#### Required task:
Nothing but the lines from the one containing "like x=335, y=74." through the last line should be written out, please, exactly as they stand.

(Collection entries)
┌──

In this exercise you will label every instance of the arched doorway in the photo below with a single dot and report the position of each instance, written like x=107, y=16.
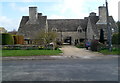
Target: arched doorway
x=68, y=40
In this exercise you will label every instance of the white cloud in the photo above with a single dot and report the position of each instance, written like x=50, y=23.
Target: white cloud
x=8, y=23
x=56, y=17
x=19, y=8
x=113, y=8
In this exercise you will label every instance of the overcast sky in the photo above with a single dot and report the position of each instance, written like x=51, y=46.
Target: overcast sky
x=11, y=11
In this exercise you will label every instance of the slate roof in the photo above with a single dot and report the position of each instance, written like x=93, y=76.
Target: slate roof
x=67, y=24
x=30, y=30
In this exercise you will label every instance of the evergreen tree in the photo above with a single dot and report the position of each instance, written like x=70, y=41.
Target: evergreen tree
x=101, y=36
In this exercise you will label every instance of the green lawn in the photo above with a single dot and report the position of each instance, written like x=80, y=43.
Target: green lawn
x=29, y=52
x=114, y=52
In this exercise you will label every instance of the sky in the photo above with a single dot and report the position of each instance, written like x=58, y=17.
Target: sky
x=11, y=11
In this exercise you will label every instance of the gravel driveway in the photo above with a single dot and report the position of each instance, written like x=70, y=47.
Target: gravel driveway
x=79, y=52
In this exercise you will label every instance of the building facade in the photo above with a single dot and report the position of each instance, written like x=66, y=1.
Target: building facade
x=70, y=31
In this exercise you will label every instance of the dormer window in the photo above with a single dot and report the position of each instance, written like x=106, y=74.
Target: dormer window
x=79, y=29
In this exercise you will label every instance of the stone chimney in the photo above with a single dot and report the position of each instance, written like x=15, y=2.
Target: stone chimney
x=32, y=14
x=92, y=14
x=102, y=15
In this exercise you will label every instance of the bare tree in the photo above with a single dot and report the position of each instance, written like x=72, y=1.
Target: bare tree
x=45, y=38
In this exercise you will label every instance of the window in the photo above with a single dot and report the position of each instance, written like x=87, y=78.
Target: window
x=54, y=29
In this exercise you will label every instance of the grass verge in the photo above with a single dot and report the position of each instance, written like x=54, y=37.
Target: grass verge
x=107, y=52
x=30, y=52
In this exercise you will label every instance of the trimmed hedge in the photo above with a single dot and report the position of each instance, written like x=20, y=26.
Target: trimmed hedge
x=18, y=39
x=7, y=39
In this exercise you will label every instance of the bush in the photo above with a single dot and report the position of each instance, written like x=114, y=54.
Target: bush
x=15, y=39
x=115, y=39
x=7, y=39
x=94, y=45
x=81, y=45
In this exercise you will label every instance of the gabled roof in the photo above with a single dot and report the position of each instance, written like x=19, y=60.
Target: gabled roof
x=67, y=24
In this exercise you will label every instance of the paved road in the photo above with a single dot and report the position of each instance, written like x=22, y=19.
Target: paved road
x=64, y=69
x=101, y=68
x=79, y=52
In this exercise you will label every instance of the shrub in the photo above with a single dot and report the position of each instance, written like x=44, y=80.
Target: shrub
x=18, y=39
x=81, y=45
x=15, y=39
x=94, y=45
x=7, y=39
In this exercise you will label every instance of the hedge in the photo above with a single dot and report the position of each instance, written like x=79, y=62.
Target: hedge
x=18, y=39
x=7, y=39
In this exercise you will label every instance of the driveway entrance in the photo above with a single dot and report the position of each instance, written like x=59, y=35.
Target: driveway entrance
x=78, y=52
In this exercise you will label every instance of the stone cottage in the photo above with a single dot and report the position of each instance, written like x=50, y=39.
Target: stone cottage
x=70, y=31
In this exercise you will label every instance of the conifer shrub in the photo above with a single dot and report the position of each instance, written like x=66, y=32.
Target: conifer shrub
x=20, y=39
x=15, y=39
x=7, y=39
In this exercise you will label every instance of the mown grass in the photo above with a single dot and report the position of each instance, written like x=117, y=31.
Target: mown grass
x=30, y=52
x=113, y=52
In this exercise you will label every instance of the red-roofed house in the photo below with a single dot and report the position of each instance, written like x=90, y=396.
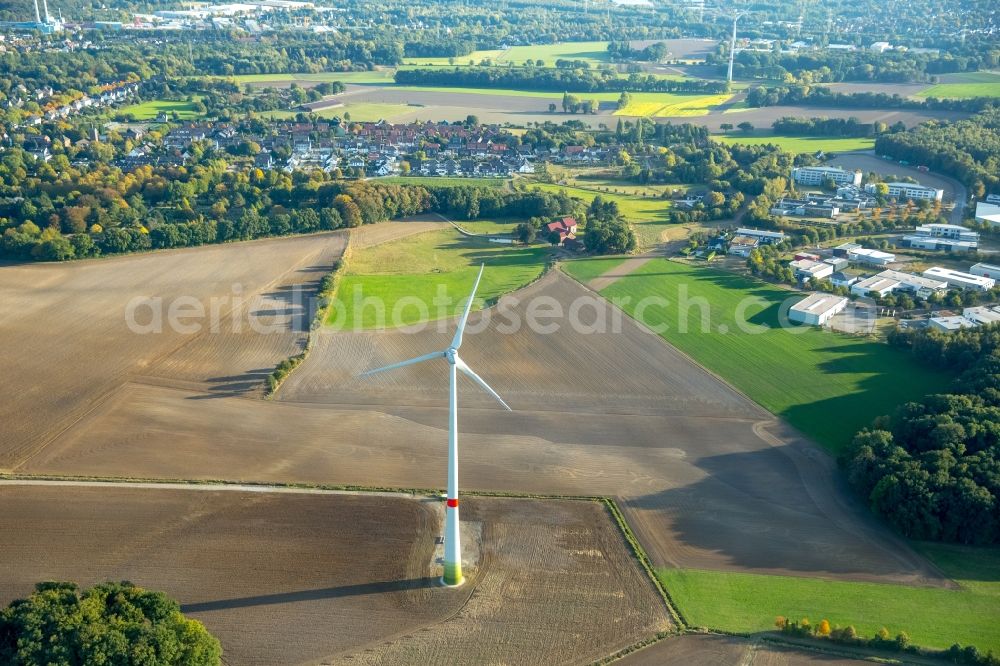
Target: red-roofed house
x=566, y=228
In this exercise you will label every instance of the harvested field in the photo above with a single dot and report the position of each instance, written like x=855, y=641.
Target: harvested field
x=76, y=314
x=297, y=578
x=712, y=650
x=707, y=479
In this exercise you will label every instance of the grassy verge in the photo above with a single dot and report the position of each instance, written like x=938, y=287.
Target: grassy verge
x=149, y=110
x=825, y=384
x=748, y=603
x=427, y=277
x=801, y=144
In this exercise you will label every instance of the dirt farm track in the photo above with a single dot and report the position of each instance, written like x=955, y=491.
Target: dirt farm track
x=705, y=478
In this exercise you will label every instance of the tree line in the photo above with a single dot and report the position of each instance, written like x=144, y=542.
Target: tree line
x=968, y=150
x=821, y=96
x=931, y=469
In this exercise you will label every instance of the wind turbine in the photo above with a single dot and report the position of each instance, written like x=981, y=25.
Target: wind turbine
x=452, y=542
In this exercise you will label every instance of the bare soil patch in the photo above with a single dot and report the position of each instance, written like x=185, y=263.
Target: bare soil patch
x=68, y=344
x=705, y=477
x=305, y=578
x=711, y=650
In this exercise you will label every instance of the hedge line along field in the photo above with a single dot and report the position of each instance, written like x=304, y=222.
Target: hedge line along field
x=746, y=603
x=802, y=144
x=827, y=385
x=402, y=278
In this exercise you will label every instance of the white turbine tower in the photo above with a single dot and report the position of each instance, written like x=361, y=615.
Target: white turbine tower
x=452, y=542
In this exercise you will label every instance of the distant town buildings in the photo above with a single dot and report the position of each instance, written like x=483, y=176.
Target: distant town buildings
x=951, y=237
x=817, y=309
x=819, y=175
x=913, y=191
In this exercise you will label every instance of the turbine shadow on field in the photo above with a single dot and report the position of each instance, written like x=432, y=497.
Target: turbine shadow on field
x=782, y=510
x=359, y=589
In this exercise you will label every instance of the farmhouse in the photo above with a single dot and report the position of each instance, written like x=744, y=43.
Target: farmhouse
x=765, y=237
x=817, y=309
x=742, y=246
x=908, y=191
x=985, y=270
x=819, y=175
x=566, y=228
x=959, y=279
x=943, y=237
x=874, y=286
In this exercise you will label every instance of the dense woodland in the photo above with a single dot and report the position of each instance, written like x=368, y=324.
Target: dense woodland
x=932, y=468
x=968, y=150
x=826, y=97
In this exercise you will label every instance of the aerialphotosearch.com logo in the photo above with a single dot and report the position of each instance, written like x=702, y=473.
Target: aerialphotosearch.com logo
x=297, y=308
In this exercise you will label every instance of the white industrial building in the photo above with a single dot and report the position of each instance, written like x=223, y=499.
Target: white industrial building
x=874, y=286
x=943, y=237
x=863, y=255
x=762, y=235
x=986, y=270
x=816, y=309
x=959, y=279
x=908, y=191
x=819, y=175
x=806, y=269
x=988, y=212
x=920, y=286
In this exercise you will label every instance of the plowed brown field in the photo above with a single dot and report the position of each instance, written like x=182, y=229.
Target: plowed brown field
x=305, y=578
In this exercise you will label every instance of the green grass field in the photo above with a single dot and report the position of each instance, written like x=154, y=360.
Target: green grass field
x=360, y=112
x=591, y=52
x=801, y=144
x=150, y=110
x=747, y=603
x=406, y=275
x=649, y=215
x=827, y=385
x=586, y=270
x=443, y=181
x=965, y=85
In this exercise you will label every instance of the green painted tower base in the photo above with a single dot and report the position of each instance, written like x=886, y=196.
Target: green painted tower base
x=452, y=574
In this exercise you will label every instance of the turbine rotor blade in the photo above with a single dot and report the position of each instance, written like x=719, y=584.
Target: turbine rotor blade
x=457, y=340
x=461, y=365
x=403, y=364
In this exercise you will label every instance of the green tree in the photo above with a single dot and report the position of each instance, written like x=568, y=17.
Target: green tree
x=112, y=623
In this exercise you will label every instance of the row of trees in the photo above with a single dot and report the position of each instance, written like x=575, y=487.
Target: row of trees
x=968, y=150
x=932, y=468
x=113, y=623
x=820, y=96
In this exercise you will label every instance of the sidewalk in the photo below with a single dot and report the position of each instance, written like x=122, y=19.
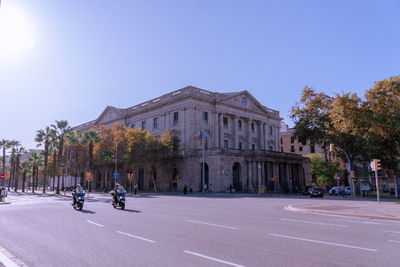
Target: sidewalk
x=359, y=209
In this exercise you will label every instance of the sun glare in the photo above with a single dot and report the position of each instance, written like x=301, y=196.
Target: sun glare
x=16, y=33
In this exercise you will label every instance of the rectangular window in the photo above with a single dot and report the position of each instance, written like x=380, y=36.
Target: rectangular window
x=225, y=143
x=225, y=120
x=205, y=116
x=176, y=117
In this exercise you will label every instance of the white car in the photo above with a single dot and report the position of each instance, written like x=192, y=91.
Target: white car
x=334, y=190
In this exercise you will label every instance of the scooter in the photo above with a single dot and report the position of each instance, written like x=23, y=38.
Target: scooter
x=119, y=201
x=79, y=200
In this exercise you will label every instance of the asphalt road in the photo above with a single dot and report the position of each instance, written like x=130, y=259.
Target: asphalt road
x=190, y=231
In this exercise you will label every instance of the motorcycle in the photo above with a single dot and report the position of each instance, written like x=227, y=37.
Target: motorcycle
x=79, y=200
x=119, y=201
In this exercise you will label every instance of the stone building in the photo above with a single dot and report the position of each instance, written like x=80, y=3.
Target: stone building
x=242, y=148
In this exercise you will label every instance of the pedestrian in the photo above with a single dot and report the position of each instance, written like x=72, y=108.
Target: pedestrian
x=3, y=194
x=185, y=189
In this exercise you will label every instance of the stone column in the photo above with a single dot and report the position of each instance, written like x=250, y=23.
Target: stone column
x=216, y=130
x=236, y=133
x=249, y=133
x=221, y=130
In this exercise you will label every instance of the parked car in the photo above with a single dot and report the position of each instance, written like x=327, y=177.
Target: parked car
x=316, y=192
x=334, y=190
x=307, y=190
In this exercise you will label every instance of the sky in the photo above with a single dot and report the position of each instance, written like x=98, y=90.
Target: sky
x=75, y=57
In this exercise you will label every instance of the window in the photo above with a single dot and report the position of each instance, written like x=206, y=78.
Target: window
x=205, y=116
x=225, y=143
x=176, y=117
x=225, y=120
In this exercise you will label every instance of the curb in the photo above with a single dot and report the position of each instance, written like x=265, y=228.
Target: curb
x=323, y=212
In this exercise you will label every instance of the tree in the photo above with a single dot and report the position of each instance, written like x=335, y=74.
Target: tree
x=311, y=117
x=61, y=129
x=44, y=137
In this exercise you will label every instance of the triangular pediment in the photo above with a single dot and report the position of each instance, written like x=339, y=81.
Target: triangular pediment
x=244, y=100
x=109, y=114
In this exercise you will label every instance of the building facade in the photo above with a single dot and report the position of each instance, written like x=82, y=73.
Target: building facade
x=242, y=148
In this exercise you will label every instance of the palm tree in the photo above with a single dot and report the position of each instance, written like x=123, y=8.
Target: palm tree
x=18, y=153
x=61, y=128
x=36, y=161
x=76, y=139
x=91, y=137
x=26, y=170
x=44, y=137
x=5, y=144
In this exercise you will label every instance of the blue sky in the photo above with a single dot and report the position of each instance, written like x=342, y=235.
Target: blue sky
x=93, y=53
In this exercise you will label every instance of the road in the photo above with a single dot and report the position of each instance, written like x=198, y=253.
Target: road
x=159, y=230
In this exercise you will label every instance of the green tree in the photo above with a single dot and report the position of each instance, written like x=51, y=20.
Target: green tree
x=44, y=137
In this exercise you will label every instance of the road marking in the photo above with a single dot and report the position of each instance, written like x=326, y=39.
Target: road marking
x=137, y=237
x=217, y=225
x=9, y=260
x=95, y=223
x=390, y=231
x=213, y=259
x=301, y=221
x=324, y=242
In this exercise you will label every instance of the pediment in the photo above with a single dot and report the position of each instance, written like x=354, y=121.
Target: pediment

└──

#### Task response:
In this exercise you will label every instance of the tree in the photo above with a single dot and report the position of each instance, written like x=335, y=74.
Target: tree
x=311, y=117
x=61, y=129
x=44, y=137
In this exercise you will label every instance of the triangular pediment in the photo above with a single dot and report the position of each instance, written like x=339, y=81.
Target: triangular pediment
x=244, y=100
x=109, y=114
In this exercise you will label every instance of the building facade in the photo above with a single dot and report the position of each instance, written like x=82, y=73.
Target: building facade
x=242, y=148
In this exercise you will label every instance of the palm tree in the photo above with a single dot and report the position of each instance, written like x=123, y=8.
Target: palm tree
x=18, y=153
x=61, y=128
x=36, y=161
x=76, y=139
x=91, y=137
x=26, y=170
x=44, y=137
x=5, y=144
In this exercise you will label every instance of the blue sky in the photo above with a single dot and report the position of each instance, written like x=342, y=235.
Target: blue sky
x=93, y=53
In this exercise you will label every instance of the road in the photo above with a single dot and report the position of each instance, written like x=198, y=253.
Target: road
x=159, y=230
In this exercise you will label every instance of the green tree in the photo above with a single dot and report the position of each instance, written like x=51, y=20.
Target: green tree
x=44, y=137
In this exercise you will label every instance of the road marking in the photo above with a single dot and report the position of each instance, written like x=326, y=39.
Target: road marking
x=137, y=237
x=217, y=225
x=9, y=260
x=95, y=223
x=390, y=231
x=213, y=259
x=301, y=221
x=324, y=242
In this exercise you will label every instance of the pediment in the photo above with a single dot and report the position of each instance, written like x=354, y=121.
Target: pediment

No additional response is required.